#### Data for processing

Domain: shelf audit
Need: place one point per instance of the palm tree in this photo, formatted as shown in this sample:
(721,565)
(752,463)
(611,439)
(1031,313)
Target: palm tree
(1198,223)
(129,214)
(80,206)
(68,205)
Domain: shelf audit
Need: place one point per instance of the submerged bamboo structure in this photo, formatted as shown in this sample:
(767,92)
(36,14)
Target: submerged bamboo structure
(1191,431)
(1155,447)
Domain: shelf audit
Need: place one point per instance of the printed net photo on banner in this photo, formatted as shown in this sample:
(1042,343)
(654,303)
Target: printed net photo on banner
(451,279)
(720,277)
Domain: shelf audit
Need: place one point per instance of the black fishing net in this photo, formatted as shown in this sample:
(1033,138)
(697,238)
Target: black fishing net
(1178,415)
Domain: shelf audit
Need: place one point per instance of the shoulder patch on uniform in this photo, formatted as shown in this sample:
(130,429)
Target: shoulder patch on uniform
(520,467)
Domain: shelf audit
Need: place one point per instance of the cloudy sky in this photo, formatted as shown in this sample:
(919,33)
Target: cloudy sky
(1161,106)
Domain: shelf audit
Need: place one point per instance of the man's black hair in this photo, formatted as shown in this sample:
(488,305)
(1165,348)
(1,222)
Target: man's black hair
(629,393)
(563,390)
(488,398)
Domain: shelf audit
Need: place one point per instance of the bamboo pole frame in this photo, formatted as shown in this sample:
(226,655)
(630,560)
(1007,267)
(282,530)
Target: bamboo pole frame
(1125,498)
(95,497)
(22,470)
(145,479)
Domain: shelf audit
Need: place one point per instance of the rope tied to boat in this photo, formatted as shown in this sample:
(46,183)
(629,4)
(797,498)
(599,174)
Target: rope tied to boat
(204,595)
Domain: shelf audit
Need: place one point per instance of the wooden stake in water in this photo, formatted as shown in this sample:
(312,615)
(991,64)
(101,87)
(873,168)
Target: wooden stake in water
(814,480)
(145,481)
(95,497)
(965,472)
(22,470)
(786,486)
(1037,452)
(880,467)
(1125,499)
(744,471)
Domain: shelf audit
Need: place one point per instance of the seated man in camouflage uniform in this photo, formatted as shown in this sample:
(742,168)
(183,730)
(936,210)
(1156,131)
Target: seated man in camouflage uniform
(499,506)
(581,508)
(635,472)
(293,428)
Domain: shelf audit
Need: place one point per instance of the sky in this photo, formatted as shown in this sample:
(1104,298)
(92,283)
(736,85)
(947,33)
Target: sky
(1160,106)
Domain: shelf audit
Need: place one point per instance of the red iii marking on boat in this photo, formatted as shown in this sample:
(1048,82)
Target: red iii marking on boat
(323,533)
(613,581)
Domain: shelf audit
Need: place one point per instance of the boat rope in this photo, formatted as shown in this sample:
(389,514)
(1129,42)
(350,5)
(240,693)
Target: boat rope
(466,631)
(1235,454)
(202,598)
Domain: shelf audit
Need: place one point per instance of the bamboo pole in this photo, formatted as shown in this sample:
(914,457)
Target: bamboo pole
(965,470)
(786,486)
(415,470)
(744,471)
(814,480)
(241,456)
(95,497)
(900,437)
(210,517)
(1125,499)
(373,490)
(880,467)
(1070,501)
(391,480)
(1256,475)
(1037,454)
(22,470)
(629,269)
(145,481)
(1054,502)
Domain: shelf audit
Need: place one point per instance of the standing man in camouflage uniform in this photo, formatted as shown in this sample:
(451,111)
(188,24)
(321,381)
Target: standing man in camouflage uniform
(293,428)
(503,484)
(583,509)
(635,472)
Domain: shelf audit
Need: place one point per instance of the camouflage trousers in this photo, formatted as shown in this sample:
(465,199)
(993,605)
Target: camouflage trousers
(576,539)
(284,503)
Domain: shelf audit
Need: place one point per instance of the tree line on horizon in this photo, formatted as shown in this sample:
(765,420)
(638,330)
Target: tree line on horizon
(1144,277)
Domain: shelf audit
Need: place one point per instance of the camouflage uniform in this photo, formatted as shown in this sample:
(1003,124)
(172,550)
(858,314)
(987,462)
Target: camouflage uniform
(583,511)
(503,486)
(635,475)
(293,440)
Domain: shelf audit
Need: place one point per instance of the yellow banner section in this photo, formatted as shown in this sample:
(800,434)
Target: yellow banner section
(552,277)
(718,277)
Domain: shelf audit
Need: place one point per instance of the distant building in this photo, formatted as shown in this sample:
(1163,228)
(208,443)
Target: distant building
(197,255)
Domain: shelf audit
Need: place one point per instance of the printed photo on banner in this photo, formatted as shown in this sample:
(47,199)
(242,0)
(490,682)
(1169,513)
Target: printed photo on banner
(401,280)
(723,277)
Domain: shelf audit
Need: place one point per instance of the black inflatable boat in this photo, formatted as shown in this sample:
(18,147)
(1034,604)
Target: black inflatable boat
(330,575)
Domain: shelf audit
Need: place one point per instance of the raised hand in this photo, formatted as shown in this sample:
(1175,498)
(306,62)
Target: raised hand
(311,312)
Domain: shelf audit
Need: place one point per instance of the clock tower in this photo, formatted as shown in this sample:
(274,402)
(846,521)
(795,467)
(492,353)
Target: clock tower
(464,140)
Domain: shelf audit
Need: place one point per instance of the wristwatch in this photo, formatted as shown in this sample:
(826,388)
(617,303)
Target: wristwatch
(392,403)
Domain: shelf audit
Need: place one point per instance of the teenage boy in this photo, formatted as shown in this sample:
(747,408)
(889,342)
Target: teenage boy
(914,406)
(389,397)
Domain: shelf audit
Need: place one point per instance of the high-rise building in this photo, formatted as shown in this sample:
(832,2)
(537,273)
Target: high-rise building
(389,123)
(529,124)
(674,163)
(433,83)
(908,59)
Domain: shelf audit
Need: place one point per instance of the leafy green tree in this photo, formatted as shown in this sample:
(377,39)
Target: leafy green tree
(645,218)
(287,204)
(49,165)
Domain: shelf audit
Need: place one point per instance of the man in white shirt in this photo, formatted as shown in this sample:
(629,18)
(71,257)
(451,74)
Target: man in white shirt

########

For the string "white", search the preceding data and copy every line that includes it.

■ Task answer
Need: place one point per instance of the man in white shirt in this photo, formatted as shown in this sample:
Target: man in white shirt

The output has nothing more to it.